- [Provided passage]:

++++++++++

Here's how much more birth control costs women than men: The price of condoms, pills, IUDs and more

Life

In 1995, a Harris poll conducted for the Kaiser Family Foundation found that 73% of women and 70% of men believed men were "not responsible enough" to choose a birth control method.

More than two decades later, gender equality has finally been realized — and men and women share equivalent responsibility for buying birth control

Just kidding!

Actually, more recent research shows women are still the ones who usually take care of pregnancy prevention, even in long-term relationships.  

And, as if that isn't enough of a mood killer, the truth is birth control tends to be — proportionately — a much bigger expense for women than men.

Most birth control methods aimed at women cost more than common options for males; plus, women experience a gender pay gap and earn lower salaries than men, even when controlled for education and occupation. Frustrating.

Just how much more are women paying compared to men? Let's take a look.

Birth control methods carry very different costs for men versus women

Although both men and women need birth control, women are typically the ones paying for IUDs and pills used to prevent pregnancy — since they're the ones who visit the doctor.

The Kaiser Family Foundation found that contraceptive spending accounts for about 30-44% of a woman's out-of-pocket health care spending.

Furthermore, while women have more options for birth control methods, those choices tend to be more expensive. The chart below shows common per-dose prices of birth control methods available to men and women.

Christy Rakoczy/Mic

A woman on the pill could spend up to $50 monthly — or $600 annually —  according to Healthline. And that's not even factoring in the cost of a doctor's visit to get the prescription.

++++++++++

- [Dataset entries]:
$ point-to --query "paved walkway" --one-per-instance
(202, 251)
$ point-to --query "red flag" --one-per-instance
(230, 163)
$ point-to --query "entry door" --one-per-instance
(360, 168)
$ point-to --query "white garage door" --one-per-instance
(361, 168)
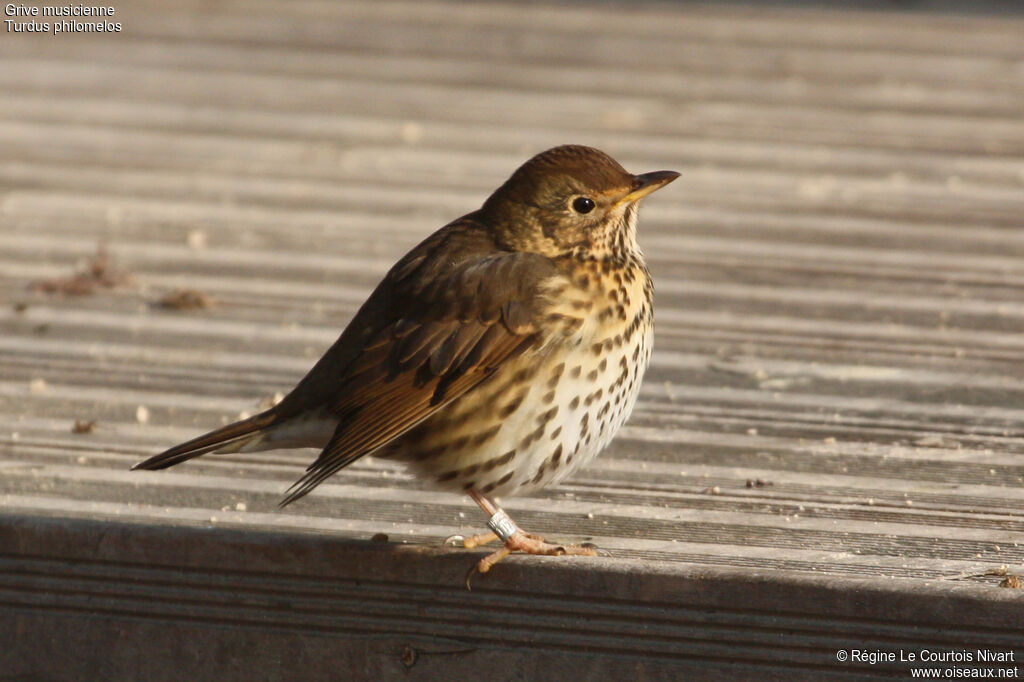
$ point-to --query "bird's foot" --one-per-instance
(530, 544)
(515, 540)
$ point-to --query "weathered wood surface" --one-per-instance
(828, 446)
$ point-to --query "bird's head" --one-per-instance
(570, 200)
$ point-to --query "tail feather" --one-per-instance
(228, 438)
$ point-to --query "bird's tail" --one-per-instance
(230, 438)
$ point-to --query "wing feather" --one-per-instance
(443, 336)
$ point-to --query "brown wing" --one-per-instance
(454, 315)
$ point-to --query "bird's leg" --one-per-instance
(515, 540)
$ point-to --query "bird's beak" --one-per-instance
(645, 183)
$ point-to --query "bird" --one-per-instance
(496, 357)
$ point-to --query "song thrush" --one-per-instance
(496, 357)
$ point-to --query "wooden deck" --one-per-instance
(828, 450)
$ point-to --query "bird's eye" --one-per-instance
(583, 205)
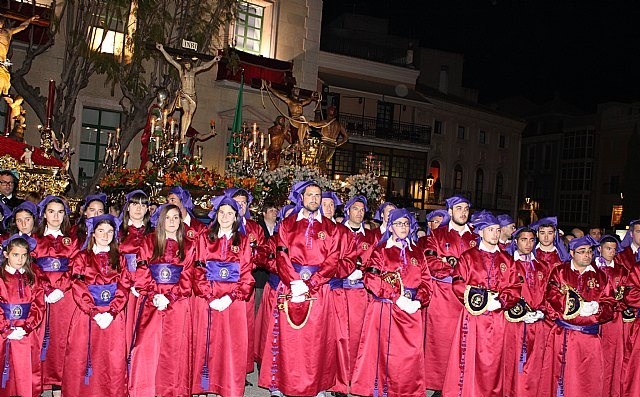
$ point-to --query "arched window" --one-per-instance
(479, 185)
(457, 178)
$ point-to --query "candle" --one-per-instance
(124, 160)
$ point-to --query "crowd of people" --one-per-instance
(156, 303)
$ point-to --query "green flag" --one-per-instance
(237, 118)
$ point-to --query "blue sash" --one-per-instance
(102, 294)
(305, 272)
(224, 272)
(165, 273)
(50, 264)
(273, 280)
(132, 263)
(593, 329)
(345, 283)
(16, 311)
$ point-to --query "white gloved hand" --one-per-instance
(103, 319)
(298, 287)
(493, 304)
(160, 301)
(220, 304)
(54, 296)
(356, 275)
(17, 334)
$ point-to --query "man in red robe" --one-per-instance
(442, 250)
(302, 358)
(486, 281)
(579, 300)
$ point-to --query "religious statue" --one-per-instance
(186, 95)
(295, 102)
(15, 106)
(5, 41)
(277, 135)
(331, 130)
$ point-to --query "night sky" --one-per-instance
(586, 52)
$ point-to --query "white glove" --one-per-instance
(589, 308)
(103, 320)
(17, 334)
(220, 304)
(298, 299)
(493, 304)
(160, 301)
(356, 275)
(298, 287)
(54, 296)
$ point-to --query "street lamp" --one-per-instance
(430, 180)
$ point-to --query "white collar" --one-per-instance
(464, 229)
(54, 233)
(519, 257)
(538, 246)
(11, 270)
(587, 269)
(392, 243)
(483, 247)
(317, 216)
(98, 250)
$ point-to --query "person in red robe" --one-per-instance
(95, 364)
(21, 313)
(526, 331)
(486, 281)
(613, 334)
(442, 248)
(390, 358)
(55, 249)
(550, 248)
(579, 300)
(256, 239)
(224, 283)
(162, 349)
(301, 360)
(136, 225)
(349, 296)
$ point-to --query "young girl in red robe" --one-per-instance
(95, 364)
(54, 251)
(21, 311)
(162, 349)
(224, 282)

++++++++++

- [Using the information]:
A) List every birth control method the article on birth control costs mentions by name.
B) Answer these questions using the birth control cost article:
(i) In what year was the Harris poll for the Kaiser Family Foundation conducted?
(ii) What share of a woman's out-of-pocket health care spending goes to contraception, according to the Kaiser Family Foundation?
(iii) According to Healthline, how much could a woman on the pill spend in a year?
C) Resume the article on what birth control costs women compared with men, starting right after its last sentence.

- [Responses by item number]:
A) Condoms, pills, IUDs

B)
(i) 1995
(ii) About 30-44%
(iii) Up to $600

C)
If a man paid $1 for condom every time he had sex, he'd need to get busy 50 times a month to spend the same amount.

Men's Fitness reported the average American has sex 103 times a year, which averages roughly nine times a month. If you compare a $9 condom expense — one for each of those nine times — to a $50 price tag for a pill prescription, the problem becomes more obvious. 

What birth control methods are most popular?

Guttmacher Institute study found only 8% of women rely on a man's vasectomy to prevent pregnancy — and just 15% of women put their trust in male condoms as their contraceptive of choice. 

What are women doing instead? According to Guttmacher Institute, 12% use an implant or IUD; 26% rely on oral contraceptives; and 25% use female sterilization. Fourteen percent of women use other methods. 

Kaiser Family Foundation provides similar numbers, but their data — from the Centers for Disease Control and Prevention — shows slightly higher condom use and more reliance on male vasectomy. 

Kaiser shows about 23% of women ages 15 to 44 rely on male condoms, whereas 9% rely on male sterilization. Still, the majority of women used other approaches including hormonal pills (roughly 27%) and IUDs (about 11%).

Furthermore, women also face other birth control challenges men don't. For example, doctors are sometimes reluctant to perform sterilization procedures on young women, even if the women don't want kids.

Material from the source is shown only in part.